▶ Text under study

= = = = = = =

Organisms maintain ribosomal RNA gene repeats (rDNA) at stable copy numbers by recombination; the loss of repeats results in gene amplification. Here we report a mechanism of amplification regulation. We show that amplification is dependent on transcription from a noncoding bidirectional promoter (E-pro) within the rDNA spacer. E-pro transcription stimulates the dissociation of cohesin, a DNA binding protein complex that suppresses sister-chromatid-based changes in rDNA copy number. This transcription is regulated by the silencing gene, SIR2, and by copy number. Transcription-induced cohesin dissociation may be a general mechanism of recombination regulation.

In most organisms, recombination is necessary for DNA repair, chromosome segregation, and the rescue of stalled replication forks. If not properly regulated, however, recombination can lead to genomic instability (1) and can be toxic to cells (2). It is not clear how cells maintain only the positive effects of recombination.

In repeated-gene families, such as the ribosomal RNA (rRNA) gene repeats (rDNA), recombination helps maintain copy number (3) and the evolutionary stability of the repeats (4). The number of rDNA copies is tightly regulated; if repeats are deleted or inserted, copy number is quickly restored to that of the wild type (5, 6). One way that copy number is maintained is by gene amplification after deletional recombination. In the yeast Saccharomyces cerevisiae, this amplification is dependent on the replication-fork blocking protein, FOB1, and a ∼520-base pair (bp) cis-acting factor called EXP, which is found in the rDNA intergenic spacer (IGS) (Fig. 1A) (6, 7). In a recent Saccharomyces species phylogenetic foot-printing study, we found a highly conserved sequence that corresponds to a previously identified bidirectional RNA polymerase II (pol II) promoter (8) in EXP (9). This EXP promoter (named E-pro) does not appear to be associated with any coding function, and its position and conservation suggested it might play a role in rDNA amplification.

= = = = = = =

▶ Dataset extract
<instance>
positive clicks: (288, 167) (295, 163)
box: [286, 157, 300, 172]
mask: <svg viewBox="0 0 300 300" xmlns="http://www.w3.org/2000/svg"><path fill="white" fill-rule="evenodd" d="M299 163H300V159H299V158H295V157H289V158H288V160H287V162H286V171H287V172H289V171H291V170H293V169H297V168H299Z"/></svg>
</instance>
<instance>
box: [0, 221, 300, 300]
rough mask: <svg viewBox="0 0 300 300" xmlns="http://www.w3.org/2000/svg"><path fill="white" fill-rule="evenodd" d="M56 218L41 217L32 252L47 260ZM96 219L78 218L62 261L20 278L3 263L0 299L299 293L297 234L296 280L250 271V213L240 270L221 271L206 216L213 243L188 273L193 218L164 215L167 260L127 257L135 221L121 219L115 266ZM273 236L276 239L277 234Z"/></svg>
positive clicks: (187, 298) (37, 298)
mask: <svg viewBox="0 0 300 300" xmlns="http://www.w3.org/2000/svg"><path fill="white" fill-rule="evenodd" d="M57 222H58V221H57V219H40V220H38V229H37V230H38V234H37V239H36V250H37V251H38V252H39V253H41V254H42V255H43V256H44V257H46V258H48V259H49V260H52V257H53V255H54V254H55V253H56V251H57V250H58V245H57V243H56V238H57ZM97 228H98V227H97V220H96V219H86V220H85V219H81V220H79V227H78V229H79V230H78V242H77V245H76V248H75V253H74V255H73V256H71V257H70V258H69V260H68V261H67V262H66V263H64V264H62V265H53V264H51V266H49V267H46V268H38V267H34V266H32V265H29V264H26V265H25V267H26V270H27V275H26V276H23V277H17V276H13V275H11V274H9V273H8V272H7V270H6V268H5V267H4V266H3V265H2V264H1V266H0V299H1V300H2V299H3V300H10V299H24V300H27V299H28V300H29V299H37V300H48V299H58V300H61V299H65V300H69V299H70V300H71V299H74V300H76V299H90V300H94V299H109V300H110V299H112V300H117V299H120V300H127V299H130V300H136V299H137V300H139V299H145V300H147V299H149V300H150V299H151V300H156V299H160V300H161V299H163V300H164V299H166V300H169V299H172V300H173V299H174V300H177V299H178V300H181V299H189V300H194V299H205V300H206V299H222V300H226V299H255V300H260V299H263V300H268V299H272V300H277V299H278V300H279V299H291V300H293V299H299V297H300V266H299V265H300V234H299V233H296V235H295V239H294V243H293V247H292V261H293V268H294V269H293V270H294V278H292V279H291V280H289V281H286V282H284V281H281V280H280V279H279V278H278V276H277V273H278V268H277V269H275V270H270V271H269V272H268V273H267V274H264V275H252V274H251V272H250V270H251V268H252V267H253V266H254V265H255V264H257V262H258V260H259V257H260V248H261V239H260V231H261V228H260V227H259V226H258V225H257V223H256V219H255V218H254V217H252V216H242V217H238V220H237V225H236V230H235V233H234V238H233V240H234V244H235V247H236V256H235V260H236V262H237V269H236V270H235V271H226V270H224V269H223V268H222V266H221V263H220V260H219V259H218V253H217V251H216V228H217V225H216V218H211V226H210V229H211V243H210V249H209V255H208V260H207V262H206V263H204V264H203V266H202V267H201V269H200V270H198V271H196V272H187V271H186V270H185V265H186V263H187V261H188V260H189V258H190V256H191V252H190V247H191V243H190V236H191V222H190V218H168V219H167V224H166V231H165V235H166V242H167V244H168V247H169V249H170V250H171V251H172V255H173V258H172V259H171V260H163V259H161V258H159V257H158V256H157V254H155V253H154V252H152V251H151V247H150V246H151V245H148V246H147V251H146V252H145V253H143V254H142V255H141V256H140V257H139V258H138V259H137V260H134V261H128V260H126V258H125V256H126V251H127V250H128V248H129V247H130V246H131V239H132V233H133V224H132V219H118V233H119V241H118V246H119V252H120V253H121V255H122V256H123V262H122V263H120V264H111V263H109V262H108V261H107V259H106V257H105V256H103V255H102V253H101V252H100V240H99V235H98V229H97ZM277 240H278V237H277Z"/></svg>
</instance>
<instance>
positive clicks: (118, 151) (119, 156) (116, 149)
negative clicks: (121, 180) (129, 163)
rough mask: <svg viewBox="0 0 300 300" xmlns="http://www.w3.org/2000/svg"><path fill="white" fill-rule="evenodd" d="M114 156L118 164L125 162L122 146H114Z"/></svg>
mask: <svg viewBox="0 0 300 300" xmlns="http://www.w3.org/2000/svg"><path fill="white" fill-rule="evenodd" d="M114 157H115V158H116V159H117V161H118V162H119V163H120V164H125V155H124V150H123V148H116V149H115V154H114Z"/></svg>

= = = = = = =

▶ Parts of the exercise
A) Decide whether each statement agrees with the rDNA text. Answer yes or no for each, and quote the deciding words. (i) Amplification of rDNA depends on transcription from E-pro. (ii) Cohesin promotes sister-chromatid-based changes in rDNA copy number. (iii) EXP is roughly 520 bp long and lies in the rDNA intergenic spacer.
B) Reproduce everything in the rDNA text from "In most organisms, recombination" down to "effects of recombination.".

▶ Task answers
A)
(i) Yes: "We show that amplification is dependent on transcription from a noncoding bidirectional promoter (E-pro) within the rDNA spacer."
(ii) No: "a DNA binding protein complex that suppresses sister-chromatid-based changes in rDNA copy number"
(iii) Yes: "a ∼520-base pair (bp) cis-acting factor called EXP, which is found in the rDNA intergenic spacer (IGS)"

B)
In most organisms, recombination is necessary for DNA repair, chromosome segregation, and the rescue of stalled replication forks. If not properly regulated, however, recombination can lead to genomic instability (1) and can be toxic to cells (2). It is not clear how cells maintain only the positive effects of recombination.